[start of Document]

[Openib-windows] RE: Geting remote and locale ip addresses - the functionality

Wed Sep 7 13:23:50 PDT 2005

>-----Original Message-----
>From: Fab Tillier [mailto:ftillier at silverstorm.com]
>Sent: Wednesday, September 07, 2005 9:01 PM
>To: 'Tzachi Dar'; openib-windows at openib.org
>Subject: RE: Geting remote and locale ip addresses - the functionality
>
>> From: Tzachi Dar [mailto:tzachid at mellanox.co.il]
>> Sent: Wednesday, September 07, 2005 2:46 AM
>>
>> In a previous mail Fab asked the following questions:
>>
>> What functionality should IPoIB provide?  Should it provide?
>>
>> 1. IP to path
>> 2. Ethernet MAC to path
>> 3. IP to GID
>> 4. Ethernet MAC to GID
>> 5. Get all locally assigned IP addresses
>> 6. Path validation (e.g. given an IP pair and a path, return validity of
>> path)
>>
>> WSD would care most about 1, 5, and 6.  DAPL probably only cares about 1
>and
>> 6. What about SDP?
>>
>> Before I'll try to answer the questions I'll say that I assume that each
>> adapter has one mac address and that it can have one or many IP's. This
>is
>> not always the case, but this is the very big majority of the cases.
>
>Will we need to support multiple MAC addresses per instance?  What about
>multiple GIDs per instance?
>
I believe that in the near future we will not have to support such
scenarios. 

>> The questions above are not very clear since they don't really say if
>this
>> is remote IP or local ip, that should be used. Still, I'll try to explain
>> the way I see things.
>
>Items 1-4 in my list take as input pairs of IP or MAC addresses (source &
>destination).  Items 3 and 4 return a pair of GIDs (source & destination).
>Sorry for not clarifying this in my original mail.

[end of Document]
[start of Stored data]

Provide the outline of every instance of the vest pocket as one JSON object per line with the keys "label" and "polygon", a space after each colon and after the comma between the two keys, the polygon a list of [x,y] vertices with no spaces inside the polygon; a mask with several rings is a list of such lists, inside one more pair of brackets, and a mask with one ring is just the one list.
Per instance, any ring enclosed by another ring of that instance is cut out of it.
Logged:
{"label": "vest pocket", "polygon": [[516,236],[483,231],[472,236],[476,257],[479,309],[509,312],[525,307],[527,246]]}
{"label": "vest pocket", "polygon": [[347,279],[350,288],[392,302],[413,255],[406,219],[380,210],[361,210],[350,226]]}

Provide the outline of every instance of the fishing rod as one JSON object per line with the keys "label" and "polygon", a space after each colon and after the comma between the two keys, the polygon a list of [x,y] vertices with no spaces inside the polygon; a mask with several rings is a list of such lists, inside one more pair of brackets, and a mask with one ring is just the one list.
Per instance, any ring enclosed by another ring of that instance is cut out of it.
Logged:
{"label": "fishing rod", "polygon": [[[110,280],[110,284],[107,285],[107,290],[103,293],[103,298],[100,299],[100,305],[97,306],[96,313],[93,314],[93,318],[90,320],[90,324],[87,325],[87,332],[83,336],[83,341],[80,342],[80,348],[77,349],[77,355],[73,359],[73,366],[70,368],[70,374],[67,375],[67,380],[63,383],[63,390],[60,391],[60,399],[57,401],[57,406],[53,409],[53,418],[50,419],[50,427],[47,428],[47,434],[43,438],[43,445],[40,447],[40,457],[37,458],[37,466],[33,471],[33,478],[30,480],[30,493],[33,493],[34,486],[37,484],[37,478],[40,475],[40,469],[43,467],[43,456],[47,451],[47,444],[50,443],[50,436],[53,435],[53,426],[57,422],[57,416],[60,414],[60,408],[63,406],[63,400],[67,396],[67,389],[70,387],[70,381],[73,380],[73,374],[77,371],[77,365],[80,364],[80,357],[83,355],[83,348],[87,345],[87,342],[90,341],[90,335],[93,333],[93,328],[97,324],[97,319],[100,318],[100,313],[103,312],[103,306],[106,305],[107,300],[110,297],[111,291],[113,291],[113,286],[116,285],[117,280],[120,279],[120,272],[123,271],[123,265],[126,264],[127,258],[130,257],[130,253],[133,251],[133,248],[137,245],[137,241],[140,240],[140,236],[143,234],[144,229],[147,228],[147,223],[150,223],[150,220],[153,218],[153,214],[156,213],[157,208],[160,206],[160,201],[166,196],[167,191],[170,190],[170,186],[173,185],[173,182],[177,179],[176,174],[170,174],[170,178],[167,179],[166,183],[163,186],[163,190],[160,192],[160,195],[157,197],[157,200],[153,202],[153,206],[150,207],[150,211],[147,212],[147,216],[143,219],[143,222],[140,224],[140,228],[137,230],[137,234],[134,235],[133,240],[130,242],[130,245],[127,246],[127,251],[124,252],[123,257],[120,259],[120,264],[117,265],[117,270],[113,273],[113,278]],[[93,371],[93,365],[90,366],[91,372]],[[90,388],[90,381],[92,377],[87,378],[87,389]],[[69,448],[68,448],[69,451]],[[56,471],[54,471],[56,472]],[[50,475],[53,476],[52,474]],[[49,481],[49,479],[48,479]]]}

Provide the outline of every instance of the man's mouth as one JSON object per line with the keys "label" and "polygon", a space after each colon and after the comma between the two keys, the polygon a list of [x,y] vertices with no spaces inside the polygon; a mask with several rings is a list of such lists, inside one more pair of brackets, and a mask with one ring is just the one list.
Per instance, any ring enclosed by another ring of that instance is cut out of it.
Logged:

[end of Stored data]
[start of Stored data]

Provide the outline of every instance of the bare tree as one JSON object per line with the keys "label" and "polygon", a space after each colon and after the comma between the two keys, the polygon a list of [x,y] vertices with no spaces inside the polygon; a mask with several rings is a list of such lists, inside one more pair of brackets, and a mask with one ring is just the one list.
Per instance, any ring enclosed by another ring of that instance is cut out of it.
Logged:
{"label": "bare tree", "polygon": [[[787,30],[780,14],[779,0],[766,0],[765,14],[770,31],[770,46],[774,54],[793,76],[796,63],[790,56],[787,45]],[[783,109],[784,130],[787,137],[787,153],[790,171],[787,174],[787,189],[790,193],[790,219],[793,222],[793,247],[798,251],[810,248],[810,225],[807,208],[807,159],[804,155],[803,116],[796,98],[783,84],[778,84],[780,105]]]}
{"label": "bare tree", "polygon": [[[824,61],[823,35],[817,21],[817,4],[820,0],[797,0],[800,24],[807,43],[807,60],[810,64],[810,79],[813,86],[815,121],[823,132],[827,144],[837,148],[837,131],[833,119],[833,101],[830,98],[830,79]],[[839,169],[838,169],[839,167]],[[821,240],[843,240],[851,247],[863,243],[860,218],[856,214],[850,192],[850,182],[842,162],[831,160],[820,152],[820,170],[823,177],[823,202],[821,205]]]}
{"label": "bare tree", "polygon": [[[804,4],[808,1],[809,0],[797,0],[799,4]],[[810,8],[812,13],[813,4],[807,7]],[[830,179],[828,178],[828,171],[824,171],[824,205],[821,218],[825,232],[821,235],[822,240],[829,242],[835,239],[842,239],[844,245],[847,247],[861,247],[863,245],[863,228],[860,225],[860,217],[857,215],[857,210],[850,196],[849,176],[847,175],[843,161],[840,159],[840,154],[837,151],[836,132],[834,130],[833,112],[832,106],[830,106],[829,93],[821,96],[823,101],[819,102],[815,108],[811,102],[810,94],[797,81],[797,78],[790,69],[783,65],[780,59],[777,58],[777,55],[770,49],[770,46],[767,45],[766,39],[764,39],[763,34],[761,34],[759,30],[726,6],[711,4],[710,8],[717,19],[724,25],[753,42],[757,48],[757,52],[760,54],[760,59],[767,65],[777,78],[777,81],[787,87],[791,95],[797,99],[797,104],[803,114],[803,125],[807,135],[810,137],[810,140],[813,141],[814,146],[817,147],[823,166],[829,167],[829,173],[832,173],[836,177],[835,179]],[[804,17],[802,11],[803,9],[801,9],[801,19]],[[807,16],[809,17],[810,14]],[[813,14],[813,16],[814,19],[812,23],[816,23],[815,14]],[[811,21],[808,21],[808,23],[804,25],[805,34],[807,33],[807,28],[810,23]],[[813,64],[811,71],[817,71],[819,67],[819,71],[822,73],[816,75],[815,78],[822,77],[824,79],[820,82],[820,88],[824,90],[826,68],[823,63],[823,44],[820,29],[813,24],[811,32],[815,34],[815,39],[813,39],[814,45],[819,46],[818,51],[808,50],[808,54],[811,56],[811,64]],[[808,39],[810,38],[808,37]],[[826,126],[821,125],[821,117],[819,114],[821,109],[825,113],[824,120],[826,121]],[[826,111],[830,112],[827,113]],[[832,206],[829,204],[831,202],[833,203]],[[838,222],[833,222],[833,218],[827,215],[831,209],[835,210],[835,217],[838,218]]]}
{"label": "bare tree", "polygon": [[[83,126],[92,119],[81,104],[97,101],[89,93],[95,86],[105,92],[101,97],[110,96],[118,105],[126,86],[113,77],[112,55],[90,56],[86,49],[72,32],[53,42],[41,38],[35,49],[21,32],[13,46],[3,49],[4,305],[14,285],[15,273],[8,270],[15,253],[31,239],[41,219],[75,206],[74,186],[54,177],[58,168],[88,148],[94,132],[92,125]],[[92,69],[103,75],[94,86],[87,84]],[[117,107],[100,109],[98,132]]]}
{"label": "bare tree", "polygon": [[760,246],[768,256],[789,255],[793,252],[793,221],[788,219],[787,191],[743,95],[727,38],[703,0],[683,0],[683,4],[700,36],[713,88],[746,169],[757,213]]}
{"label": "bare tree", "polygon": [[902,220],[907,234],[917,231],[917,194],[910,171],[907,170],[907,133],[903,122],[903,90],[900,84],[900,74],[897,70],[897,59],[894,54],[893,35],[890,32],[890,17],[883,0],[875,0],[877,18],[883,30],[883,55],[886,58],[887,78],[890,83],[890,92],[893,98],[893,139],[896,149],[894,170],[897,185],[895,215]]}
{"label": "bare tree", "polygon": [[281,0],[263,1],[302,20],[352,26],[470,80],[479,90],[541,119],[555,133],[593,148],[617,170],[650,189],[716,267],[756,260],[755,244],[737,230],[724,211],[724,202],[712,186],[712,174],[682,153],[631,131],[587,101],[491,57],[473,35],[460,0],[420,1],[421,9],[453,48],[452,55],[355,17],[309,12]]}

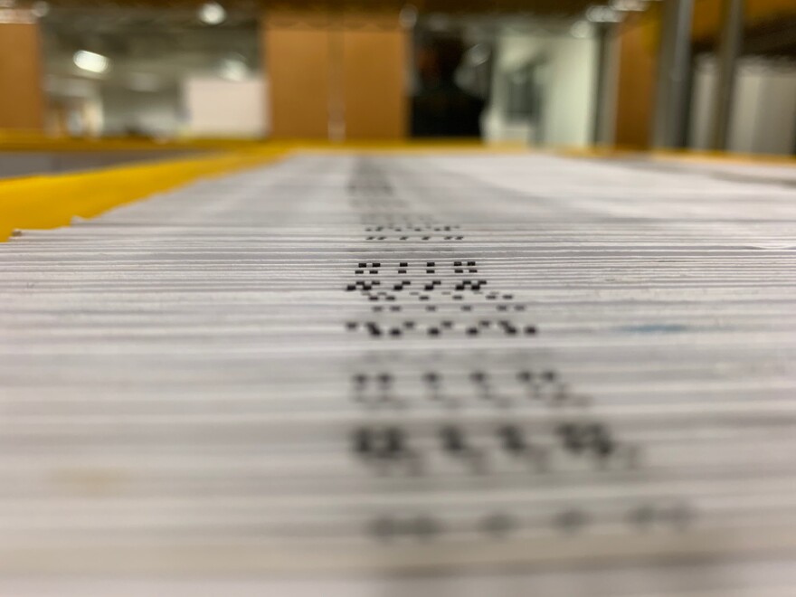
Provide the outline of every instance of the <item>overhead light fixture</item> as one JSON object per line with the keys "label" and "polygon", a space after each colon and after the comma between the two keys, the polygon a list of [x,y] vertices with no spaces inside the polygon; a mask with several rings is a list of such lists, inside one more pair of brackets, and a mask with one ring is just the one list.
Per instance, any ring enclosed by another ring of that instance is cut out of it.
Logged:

[end of Stored data]

→ **Problems**:
- 1) Using the email thread about IPoIB functionality, answer these questions:
(a) Which numbered items does WSD care most about?
(b) What does Tzachi Dar assume about the MAC and IP addresses of each adapter?
(c) What do items 3 and 4 return?
- 2) Carry on the email thread about IPoIB address functionality from the point at which it stops.

→ **Task-by-task results**:
- 1)
(a) Items 1, 5, and 6.
(b) Each adapter has one MAC address and can have one or many IPs.
(c) A pair of GIDs (source and destination).

- 2)
>
>> On SDP and WSD (I don't know about DAPL) one gets the remote IP that he
>has
>> to connect to it. He might get the local IP.
>
>WSD has the local IP - the WSD switch binds sockets to a specific IP before
>using them in a connection.  So a connect request always has both the
>source and
>destination IP addresses.
>
>> If he doesn't get the locale
>> IP, he should be able to find it. Windows supplies the GetBestRoute
>function
>> that does exactly this. This function exists in user mode, I'm not sure
>if
>> it exists in kernel mode, and in any case this is not something that the
>> IPOIB should know about. From here I assume that we have both IP's.
>>
>> Given the locale IP and the remote IP one should be able to find both
>ports
>> GIDS. This is something that the IPOIB should be able to supply.
>>
>> Let's look at the problem of converting the locale IP to a port's GID
>(and
>> probably also the HCA's GID). This information should be known to the
>IPOIB,
>> and we can make a query that gets the answer. In appendix a I explain how
>> one can get this information even without using the IPOIB module.
>> We will have to decide if we want to take the way from the appendix or
>> create more changes to IPOIB. In any case, we have to note that this
>> information changes. No matter how we do it, this makes the problem much
>> more complicated (if you are pessimistic and much more interesting if you
>> are optimistic).
>
>IPoIB has a list of all locally assigned IP addresses.  It currently only
>support IPv4, but should be simple enough to extend to support IPv6.  The
>local
>IP addresses are stored in ipoib_adapter_t::ip_vector, and are of type
>net_address_item_t.
>
>> The second problem is getting the remote GID from the remote IP. This
>> information is only known to the IPOIB module. After doing an arp (can be
>> done easily from user mode and we should have the IP translated to the
>> remote MAC). To my understanding, all information should already be in
>the
>> IPOIB driver as an "endpt" (the function __endpt_mgr_ref should return it
>> immediately).
>
>Right now, IPoIB doesn't sort endpoints by IP address - only GID, LID, and
>MAC.
>The code only supports a 1:1:1 mapping at the moment, so a MAC can only
>have one
>LID and GID, each LID can only have one associated MAC and GID, etc.  Is
>this
>something we need to change?  If we add IP to the endpoints, we will need
>at
>least support for many IPs to one endpoint.
>
>An alternative to adding IP support to IPoIB is to use the network stack to
>get
>us from IP to Ethernet MAC, and then perform a lookup based on that.  It is
>a
>bit more cumbersome, but certainly possible.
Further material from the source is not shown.